Problem description » Translate this sentence from the excerpt below on filter operators into Spanish: "The AND operator is defined using a semi-colon (;)."

[Start of Excerpted text]

The AND operator is defined using a semi-colon (;). It is preceded by the OR operator and CAN be used to combine dimensions and metrics in the same expression.

Examples: (each must be URL encoded)

Country is United States AND the browser is Firefox:
ga:country==United%20States;ga:browser==Firefox

Country is United States AND language does not start with 'en':
ga:country==United%20States;ga:language!~^en.*

Operating system is (Windows OR Macintosh) AND browser is (Firefox OR Chrome):
ga:operatingSystem==Windows,ga:operatingSystem==Macintosh;ga:browser==Firefox,ga:browser==Chrome

Country is United States AND sessions are greater than 5:
ga:country==United%20States;ga:sessions>5

segment

segment=gaid::-10
segment=sessions::condition::ga:medium%3D%3Dreferral
segment=users::condition::ga:browser%3D%3DChrome

Optional.

For complete details on how to request a segment in the Core Reporting API see the Segments Dev Guide.

For a conceptual overview of segments, see the Segments Feature Reference and Segments in the Help Center.

[End of Excerpted text]
[Start of Dataset content]

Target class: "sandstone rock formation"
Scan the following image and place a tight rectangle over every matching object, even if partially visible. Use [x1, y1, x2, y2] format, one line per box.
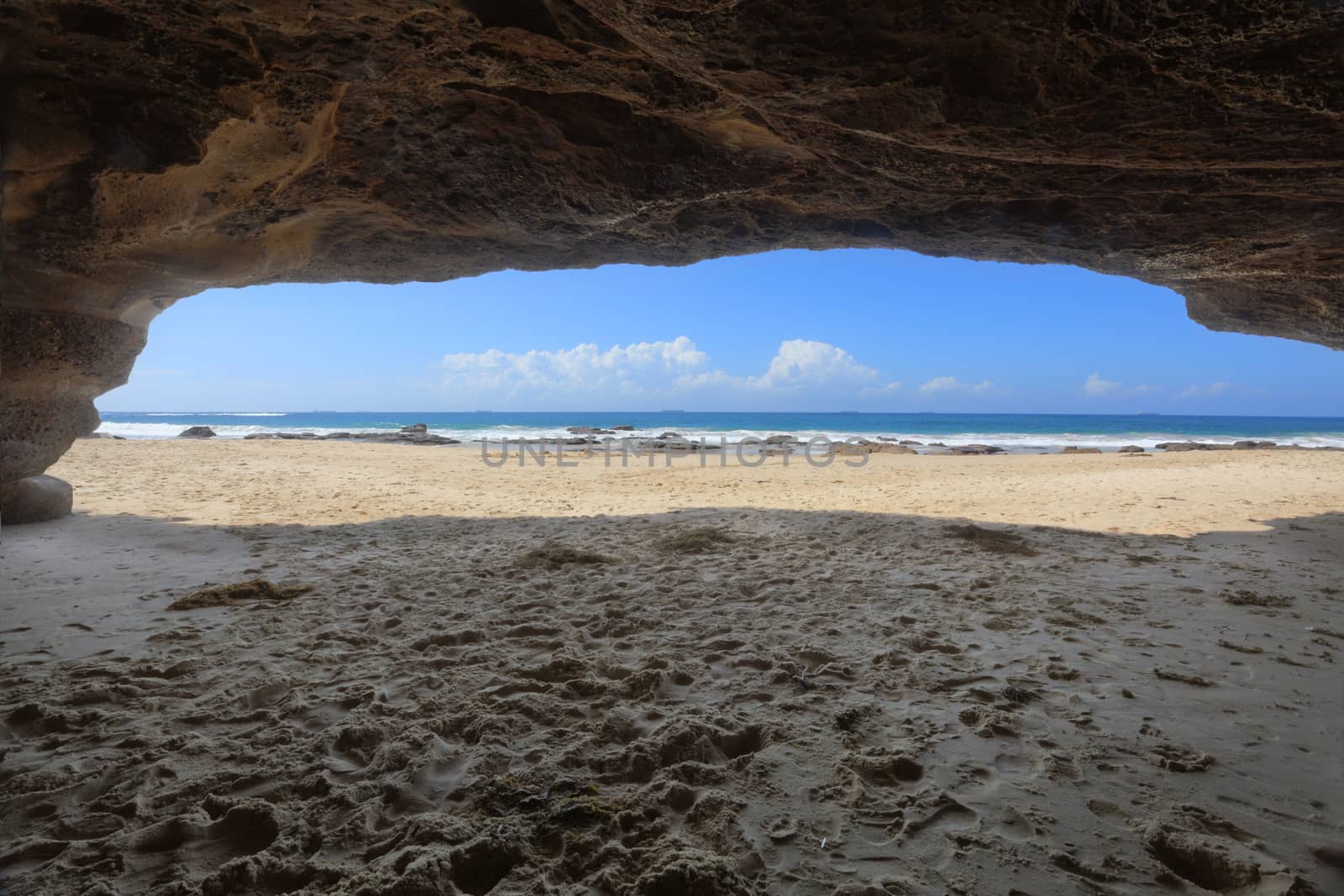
[0, 0, 1344, 505]
[0, 475, 74, 524]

[End of Dataset content]

Solution to this exercise » El operador AND se define mediante un punto y coma (;).